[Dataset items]
########

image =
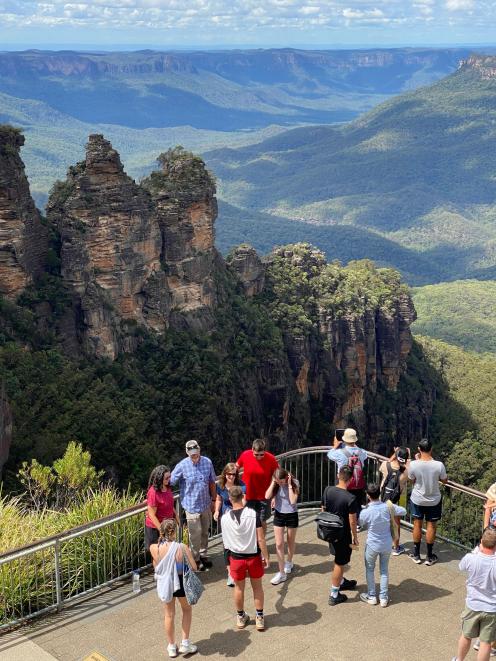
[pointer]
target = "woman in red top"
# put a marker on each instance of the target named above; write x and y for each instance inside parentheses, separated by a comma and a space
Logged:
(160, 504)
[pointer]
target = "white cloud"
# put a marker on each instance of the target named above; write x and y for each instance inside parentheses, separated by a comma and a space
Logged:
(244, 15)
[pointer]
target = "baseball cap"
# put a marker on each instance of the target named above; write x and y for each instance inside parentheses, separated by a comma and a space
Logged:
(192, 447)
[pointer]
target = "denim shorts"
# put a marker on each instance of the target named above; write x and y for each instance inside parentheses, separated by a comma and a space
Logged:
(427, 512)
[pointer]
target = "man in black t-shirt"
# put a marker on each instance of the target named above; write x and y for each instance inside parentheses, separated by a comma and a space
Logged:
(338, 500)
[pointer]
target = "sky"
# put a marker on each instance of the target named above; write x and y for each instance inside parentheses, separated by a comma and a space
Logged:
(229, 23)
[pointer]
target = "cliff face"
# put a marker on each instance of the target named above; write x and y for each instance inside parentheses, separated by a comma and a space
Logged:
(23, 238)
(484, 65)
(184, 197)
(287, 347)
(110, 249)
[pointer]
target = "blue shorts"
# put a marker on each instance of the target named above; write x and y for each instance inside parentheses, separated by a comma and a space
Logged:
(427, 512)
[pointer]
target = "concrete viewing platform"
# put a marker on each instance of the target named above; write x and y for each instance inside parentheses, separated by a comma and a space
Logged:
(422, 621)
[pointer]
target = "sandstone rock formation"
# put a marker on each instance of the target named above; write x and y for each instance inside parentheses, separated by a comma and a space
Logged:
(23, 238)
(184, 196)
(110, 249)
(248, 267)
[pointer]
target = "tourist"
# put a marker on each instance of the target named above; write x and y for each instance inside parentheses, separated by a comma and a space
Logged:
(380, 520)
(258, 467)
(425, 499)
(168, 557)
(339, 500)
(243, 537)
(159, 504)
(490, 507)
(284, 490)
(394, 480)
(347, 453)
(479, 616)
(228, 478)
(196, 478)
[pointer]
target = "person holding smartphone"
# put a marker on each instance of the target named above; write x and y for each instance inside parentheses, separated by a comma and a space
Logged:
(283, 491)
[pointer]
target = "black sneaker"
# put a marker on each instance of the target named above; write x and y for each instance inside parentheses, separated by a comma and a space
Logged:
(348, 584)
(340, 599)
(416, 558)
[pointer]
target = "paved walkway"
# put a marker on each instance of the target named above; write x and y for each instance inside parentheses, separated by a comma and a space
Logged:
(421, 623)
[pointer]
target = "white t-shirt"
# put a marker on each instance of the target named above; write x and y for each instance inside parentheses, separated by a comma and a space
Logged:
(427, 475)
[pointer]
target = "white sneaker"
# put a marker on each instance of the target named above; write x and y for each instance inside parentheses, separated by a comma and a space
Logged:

########

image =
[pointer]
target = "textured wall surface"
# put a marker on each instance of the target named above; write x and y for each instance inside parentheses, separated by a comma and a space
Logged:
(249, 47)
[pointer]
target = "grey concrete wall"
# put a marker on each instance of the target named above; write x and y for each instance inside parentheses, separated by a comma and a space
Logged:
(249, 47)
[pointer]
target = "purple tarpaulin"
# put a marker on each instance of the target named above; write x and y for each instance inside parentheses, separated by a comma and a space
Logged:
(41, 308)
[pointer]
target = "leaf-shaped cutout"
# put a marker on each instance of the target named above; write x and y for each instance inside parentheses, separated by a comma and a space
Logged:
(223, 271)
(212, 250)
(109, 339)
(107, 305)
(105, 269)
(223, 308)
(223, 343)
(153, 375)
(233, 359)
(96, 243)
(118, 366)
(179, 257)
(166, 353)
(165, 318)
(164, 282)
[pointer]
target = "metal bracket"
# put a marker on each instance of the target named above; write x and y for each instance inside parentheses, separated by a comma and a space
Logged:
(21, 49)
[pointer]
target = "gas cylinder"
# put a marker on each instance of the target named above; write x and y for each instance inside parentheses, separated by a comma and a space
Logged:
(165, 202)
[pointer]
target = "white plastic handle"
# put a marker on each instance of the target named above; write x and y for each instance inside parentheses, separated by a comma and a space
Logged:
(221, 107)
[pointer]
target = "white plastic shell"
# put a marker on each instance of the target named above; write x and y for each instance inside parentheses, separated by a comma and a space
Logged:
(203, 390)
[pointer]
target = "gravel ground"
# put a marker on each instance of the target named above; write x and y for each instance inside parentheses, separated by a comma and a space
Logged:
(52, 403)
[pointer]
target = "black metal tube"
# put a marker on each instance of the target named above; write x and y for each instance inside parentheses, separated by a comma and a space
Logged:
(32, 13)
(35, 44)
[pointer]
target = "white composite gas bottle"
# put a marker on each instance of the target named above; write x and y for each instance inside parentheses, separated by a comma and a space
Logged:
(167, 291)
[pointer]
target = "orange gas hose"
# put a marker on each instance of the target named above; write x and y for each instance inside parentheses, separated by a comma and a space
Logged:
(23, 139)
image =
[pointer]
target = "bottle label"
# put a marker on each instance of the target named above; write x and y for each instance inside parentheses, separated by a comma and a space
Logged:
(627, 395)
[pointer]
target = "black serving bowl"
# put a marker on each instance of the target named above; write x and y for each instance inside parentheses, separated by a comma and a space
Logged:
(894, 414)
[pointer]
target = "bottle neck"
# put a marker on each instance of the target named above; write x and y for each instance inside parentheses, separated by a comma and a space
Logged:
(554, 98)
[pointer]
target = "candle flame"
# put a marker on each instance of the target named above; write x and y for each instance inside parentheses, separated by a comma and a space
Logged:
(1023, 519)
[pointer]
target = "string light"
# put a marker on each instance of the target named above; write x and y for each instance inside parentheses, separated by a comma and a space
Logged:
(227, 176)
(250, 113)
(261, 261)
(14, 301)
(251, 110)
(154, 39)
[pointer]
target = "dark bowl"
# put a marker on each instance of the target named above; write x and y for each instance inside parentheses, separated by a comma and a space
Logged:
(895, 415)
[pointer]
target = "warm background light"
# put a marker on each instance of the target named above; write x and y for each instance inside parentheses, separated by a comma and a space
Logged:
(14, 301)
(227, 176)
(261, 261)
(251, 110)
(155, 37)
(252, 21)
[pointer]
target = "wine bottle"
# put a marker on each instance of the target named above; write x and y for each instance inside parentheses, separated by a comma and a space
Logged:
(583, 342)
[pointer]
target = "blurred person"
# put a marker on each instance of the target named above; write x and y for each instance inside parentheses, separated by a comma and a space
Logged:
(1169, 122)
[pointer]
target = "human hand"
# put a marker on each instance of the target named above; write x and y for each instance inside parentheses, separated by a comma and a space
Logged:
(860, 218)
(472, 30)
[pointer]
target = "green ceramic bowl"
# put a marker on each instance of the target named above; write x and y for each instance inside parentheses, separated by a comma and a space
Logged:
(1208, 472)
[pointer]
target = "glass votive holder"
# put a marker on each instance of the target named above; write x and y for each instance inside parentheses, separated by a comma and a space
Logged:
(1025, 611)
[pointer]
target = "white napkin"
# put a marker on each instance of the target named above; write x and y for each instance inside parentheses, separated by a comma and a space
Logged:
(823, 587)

########

**Exercise**
Show every line of the records that contains the word "concrete", treating uppercase and lowercase as different.

**Response to this exercise**
target = "concrete viewing platform"
target = "grey concrete wall"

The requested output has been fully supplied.